WRITTEN REQUEST 1: Can you output the part of the IMDB notebook that begins at the words "## Download IMDB" and stops after "degree(data.edge_index[0], data.num_nodes, dtype=torch.long)", copied character for character?

DOCUMENT TEXT:
- - - - -

# Analyze IMDB Datasets

In [17]:
import os.path as osp
import numpy as np
import networkx as nx
import time
import random
import matplotlib.pyplot as plt
import torch
from torch import nn
import torch.nn.functional as F
from sklearn.model_selection import StratifiedKFold
import pandas as pd


# Torch Geometric 
try: 
    from torch_geometric.data import DataLoader, Data
    from torch_geometric.data.dataloader import Collater
    from torch_geometric.datasets import TUDataset
    from torch_geometric.utils import degree
    from torch_geometric.utils.convert import from_networkx
    from torch_geometric.nn import GINConv, GINEConv, global_add_pool
except ModuleNotFoundError: 
    !pip install torch_geometric
    from torch_geometric.data import DataLoader, Data
    from torch_geometric.data.dataloader import Collater
    from torch_geometric.datasets import TUDataset
    from torch_geometric.utils import degree
    from torch_geometric.utils.convert import from_networkx
    from torch_geometric.nn import GINConv, GINEConv, global_add_pool
    
# Pytorch Metric Learning
try: 
    from pytorch_metric_learning import losses
except ModuleNotFoundError:
    !pip install pytorch-metric-learning
    from pytorch_metric_learning import losses

## Download IMDB Datasets

In [2]:
class MyFilter(object):
    def __call__(self, data):
        return data.num_nodes <= 70

class MyPreTransform(object):
    def __call__(self, data):
        data.x = degree(data.edge_index[0], data.num_nodes, dtype=torch.long)
        data.x = F.one_hot(data.x, num_classes=69).to(torch.float)
        return data 

In [4]:
# Download imdb-b 
path = osp.join(osp.dirname(osp.realpath("./")), 'data', f'IMDB-BINARY')

imdb_b = TUDataset(
    path, 
    name = "IMDB-BINARY", 
    pre_transform = MyPreTransform(), 
    pre_filter = MyFilter()
)

In [5]:
print(imdb_b)

IMDB-BINARY(996)


In [6]:
# Download imdb-m 
path = osp.join(osp.dirname(osp.realpath("./")), 'data', f'IMDB-MULTI')

- - - - -

DATASET RECORDS:
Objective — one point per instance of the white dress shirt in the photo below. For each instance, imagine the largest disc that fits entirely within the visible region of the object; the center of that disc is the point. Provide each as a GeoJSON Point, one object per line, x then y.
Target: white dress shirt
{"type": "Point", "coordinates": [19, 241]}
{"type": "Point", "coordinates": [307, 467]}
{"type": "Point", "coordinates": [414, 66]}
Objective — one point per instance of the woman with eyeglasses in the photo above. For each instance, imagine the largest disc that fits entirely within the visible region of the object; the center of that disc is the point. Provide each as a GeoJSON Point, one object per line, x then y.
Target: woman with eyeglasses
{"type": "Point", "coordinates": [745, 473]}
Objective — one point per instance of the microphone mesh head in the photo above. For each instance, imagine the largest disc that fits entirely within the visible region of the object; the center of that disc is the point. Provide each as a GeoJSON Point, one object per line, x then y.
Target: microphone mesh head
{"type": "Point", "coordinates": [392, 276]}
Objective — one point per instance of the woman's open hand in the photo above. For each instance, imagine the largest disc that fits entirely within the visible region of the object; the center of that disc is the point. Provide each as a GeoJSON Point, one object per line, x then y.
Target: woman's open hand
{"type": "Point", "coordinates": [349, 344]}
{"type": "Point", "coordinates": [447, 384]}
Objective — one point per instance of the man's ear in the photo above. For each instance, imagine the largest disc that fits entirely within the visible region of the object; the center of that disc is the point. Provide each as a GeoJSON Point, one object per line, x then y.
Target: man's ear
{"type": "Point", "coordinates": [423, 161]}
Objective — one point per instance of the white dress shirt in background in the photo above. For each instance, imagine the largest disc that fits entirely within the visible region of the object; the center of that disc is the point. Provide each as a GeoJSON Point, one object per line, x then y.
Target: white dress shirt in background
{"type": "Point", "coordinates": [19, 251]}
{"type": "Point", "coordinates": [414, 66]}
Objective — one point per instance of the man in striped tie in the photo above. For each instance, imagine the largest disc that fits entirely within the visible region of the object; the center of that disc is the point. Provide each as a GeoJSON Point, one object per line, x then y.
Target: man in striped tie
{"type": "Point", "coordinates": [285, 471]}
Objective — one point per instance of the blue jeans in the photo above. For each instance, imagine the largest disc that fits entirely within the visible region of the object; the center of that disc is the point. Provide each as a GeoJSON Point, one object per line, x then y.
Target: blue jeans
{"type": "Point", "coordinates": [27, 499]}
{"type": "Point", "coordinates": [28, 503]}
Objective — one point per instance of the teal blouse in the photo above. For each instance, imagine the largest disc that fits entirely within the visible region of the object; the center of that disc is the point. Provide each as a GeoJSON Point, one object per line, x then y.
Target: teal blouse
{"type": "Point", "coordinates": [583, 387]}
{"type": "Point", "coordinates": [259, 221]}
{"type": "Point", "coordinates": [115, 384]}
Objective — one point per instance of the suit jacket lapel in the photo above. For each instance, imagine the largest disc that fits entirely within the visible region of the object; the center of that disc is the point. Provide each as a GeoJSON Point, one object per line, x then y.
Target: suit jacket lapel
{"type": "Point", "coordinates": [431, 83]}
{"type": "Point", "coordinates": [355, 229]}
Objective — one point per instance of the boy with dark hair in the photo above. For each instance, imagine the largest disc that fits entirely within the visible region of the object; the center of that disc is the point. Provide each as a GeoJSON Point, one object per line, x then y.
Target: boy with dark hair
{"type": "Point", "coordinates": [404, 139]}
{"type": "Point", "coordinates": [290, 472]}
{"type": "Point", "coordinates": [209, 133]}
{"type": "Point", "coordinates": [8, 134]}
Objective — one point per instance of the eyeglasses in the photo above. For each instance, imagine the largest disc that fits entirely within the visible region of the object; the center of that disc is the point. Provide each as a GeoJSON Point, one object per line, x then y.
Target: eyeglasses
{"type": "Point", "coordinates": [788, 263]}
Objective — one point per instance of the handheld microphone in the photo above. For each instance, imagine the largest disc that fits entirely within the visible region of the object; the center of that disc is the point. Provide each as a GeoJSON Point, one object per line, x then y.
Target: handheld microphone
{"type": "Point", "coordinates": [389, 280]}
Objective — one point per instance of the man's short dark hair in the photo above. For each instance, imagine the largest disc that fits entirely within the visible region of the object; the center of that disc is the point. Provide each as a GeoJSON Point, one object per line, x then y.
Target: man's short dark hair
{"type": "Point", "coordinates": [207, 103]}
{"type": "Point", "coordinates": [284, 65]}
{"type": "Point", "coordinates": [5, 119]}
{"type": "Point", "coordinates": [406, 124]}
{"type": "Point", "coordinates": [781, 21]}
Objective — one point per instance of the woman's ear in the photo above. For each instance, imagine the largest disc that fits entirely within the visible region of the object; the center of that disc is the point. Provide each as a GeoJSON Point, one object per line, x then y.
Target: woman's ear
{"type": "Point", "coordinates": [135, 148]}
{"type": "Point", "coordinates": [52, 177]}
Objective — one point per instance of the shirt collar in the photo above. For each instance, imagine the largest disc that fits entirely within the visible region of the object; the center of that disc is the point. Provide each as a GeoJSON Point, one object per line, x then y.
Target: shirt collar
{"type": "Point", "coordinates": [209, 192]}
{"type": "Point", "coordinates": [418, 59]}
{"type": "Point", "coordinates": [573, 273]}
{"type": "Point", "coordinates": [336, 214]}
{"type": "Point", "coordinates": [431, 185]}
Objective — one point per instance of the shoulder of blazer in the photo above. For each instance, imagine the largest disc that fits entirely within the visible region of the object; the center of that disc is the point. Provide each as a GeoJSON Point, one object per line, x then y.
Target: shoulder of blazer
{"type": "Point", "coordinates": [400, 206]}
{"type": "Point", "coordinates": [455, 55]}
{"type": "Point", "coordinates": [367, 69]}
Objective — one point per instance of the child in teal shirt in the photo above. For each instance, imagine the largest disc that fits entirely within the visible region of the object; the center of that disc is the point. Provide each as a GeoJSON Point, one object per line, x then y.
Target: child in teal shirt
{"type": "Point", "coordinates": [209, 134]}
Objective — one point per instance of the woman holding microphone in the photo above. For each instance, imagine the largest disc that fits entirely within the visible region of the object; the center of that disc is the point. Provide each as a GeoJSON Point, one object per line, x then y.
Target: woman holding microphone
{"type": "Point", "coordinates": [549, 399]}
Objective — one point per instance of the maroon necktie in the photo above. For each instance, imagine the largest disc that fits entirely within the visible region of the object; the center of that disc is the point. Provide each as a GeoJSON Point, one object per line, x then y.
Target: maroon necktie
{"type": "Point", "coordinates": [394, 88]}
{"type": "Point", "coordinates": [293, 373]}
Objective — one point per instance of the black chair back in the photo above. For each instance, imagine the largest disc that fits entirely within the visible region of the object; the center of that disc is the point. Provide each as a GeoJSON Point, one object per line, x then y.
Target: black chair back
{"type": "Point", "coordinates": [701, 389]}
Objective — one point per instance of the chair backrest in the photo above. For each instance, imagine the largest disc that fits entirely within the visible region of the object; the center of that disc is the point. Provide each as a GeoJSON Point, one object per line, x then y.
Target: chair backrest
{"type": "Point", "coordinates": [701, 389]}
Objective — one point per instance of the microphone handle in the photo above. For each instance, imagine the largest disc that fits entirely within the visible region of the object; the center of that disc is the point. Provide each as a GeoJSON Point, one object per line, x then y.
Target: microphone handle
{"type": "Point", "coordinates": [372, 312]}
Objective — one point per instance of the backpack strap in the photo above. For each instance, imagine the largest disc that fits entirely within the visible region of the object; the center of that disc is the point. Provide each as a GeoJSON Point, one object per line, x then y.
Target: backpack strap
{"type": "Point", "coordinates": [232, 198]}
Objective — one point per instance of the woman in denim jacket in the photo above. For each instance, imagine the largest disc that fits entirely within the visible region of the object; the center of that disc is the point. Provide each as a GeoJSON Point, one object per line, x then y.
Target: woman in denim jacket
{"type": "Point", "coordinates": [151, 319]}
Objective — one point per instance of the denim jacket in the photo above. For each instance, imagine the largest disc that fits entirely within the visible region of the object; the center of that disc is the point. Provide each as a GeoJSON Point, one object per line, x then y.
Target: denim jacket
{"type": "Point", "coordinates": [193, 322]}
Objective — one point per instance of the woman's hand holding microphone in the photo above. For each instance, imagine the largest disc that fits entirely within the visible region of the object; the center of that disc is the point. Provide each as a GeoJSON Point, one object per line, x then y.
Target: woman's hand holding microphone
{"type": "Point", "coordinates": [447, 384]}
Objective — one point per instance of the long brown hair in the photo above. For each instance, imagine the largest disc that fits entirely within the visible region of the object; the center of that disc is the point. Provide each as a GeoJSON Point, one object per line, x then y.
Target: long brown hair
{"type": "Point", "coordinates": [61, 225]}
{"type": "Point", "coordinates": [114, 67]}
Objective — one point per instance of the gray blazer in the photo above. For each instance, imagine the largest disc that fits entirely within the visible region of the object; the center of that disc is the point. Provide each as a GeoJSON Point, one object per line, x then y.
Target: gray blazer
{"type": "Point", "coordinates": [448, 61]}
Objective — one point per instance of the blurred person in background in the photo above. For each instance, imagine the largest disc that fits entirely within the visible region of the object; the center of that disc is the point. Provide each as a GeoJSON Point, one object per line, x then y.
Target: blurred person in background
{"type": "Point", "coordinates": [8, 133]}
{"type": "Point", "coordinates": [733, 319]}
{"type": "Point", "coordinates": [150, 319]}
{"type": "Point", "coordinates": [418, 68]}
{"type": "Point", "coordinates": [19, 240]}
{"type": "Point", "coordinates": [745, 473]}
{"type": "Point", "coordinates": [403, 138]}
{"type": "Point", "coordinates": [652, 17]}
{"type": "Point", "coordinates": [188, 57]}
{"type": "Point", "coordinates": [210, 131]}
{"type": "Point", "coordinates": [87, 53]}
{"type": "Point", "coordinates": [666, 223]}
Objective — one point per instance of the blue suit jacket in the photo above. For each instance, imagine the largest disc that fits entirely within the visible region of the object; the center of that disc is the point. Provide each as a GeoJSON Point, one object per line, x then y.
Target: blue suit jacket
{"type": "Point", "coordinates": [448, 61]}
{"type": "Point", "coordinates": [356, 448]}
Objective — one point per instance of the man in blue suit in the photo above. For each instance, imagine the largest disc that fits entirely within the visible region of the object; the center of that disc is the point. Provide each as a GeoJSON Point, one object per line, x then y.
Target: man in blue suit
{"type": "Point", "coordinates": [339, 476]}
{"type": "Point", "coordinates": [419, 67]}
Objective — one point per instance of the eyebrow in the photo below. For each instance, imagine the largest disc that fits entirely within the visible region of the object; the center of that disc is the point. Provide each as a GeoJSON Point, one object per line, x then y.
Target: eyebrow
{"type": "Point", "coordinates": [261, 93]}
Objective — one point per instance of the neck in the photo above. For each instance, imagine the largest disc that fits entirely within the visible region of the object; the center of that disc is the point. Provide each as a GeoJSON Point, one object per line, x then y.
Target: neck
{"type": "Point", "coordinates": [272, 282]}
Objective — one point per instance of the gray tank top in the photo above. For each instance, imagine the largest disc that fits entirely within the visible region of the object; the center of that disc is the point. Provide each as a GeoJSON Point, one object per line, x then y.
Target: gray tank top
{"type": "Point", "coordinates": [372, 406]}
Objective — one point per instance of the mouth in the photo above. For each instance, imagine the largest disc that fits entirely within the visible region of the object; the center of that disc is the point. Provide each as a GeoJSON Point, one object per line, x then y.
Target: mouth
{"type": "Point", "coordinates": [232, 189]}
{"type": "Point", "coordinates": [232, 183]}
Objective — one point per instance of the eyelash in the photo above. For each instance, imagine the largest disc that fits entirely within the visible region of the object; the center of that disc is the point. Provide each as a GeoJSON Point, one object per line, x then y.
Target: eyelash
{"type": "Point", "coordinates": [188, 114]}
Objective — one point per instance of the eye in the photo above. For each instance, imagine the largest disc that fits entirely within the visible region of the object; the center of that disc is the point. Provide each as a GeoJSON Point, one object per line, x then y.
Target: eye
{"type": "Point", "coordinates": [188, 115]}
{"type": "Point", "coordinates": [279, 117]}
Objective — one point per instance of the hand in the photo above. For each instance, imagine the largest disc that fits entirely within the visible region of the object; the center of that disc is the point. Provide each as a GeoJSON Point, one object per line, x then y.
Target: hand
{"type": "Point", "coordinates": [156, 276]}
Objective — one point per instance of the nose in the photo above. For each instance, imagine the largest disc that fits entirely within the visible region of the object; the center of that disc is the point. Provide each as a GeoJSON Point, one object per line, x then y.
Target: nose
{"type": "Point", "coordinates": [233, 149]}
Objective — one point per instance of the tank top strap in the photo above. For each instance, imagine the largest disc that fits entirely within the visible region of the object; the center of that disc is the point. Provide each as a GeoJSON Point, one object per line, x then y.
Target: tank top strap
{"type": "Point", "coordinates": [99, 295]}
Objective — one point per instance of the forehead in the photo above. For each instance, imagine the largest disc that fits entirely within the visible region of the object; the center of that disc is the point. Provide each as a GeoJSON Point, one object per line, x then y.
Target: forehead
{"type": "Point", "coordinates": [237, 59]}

- - - - -

WRITTEN REQUEST 2: In the listing, will you swap "man in blue suit" for "man in gray suit" in the lines beginning at the line that has "Objective — one point per instance of the man in blue" and stopping after the one that has "Target: man in blue suit", changing nothing else and returning only those lines?

FINAL ANSWER 1:
## Download IMDB Datasets

In [2]:
class MyFilter(object):
    def __call__(self, data):
        return data.num_nodes <= 70

class MyPreTransform(object):
    def __call__(self, data):
        data.x = degree(data.edge_index[0], data.num_nodes, dtype=torch.long)

FINAL ANSWER 2:
Objective — one point per instance of the man in gray suit in the photo above. For each instance, imagine the largest disc that fits entirely within the visible region of the object; the center of that disc is the point. Provide each as a GeoJSON Point, one object per line, x then y.
Target: man in gray suit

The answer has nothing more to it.